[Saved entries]
-- Opening Marker --

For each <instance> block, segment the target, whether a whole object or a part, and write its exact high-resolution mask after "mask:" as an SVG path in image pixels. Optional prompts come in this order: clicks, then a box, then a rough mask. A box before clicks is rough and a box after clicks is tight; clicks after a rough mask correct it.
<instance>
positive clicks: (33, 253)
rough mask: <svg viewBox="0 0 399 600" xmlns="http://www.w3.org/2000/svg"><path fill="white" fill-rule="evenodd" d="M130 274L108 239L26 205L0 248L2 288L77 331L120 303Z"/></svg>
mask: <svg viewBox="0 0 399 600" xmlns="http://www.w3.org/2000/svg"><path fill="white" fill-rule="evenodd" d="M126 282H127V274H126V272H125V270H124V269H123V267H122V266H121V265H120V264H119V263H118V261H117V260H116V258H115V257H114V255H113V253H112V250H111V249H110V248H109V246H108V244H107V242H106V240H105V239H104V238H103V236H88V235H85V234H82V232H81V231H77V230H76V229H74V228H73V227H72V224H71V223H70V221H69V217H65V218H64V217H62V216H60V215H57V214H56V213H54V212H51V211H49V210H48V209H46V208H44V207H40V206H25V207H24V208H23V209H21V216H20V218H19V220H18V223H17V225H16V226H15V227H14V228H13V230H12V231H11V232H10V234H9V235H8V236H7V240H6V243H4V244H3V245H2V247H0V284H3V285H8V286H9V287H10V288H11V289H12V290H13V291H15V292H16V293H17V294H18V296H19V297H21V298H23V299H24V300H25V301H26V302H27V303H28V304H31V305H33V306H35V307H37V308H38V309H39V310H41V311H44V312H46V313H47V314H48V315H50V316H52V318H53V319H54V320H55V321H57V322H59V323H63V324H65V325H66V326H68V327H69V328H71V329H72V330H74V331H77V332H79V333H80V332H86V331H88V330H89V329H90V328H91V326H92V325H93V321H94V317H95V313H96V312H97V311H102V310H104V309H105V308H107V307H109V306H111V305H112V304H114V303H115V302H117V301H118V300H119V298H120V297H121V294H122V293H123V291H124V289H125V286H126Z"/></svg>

-- Closing Marker --

**EXERCISE**
Could you rewrite the records from their first line through the line containing "rough mask: <svg", replacing "rough mask" with "coarse mask" and leaving everything else unchanged?

**RESPONSE AREA**
For each <instance> block, segment the target, whether a whole object or a part, and write its exact high-resolution mask after "mask:" as an SVG path in image pixels. Optional prompts come in this order: clicks, then a box, then a coarse mask. A box before clicks is rough and a box after clicks is tight; clicks after a coarse mask correct it.
<instance>
positive clicks: (33, 253)
coarse mask: <svg viewBox="0 0 399 600" xmlns="http://www.w3.org/2000/svg"><path fill="white" fill-rule="evenodd" d="M130 274L108 239L26 205L0 248L2 288L77 331L120 303Z"/></svg>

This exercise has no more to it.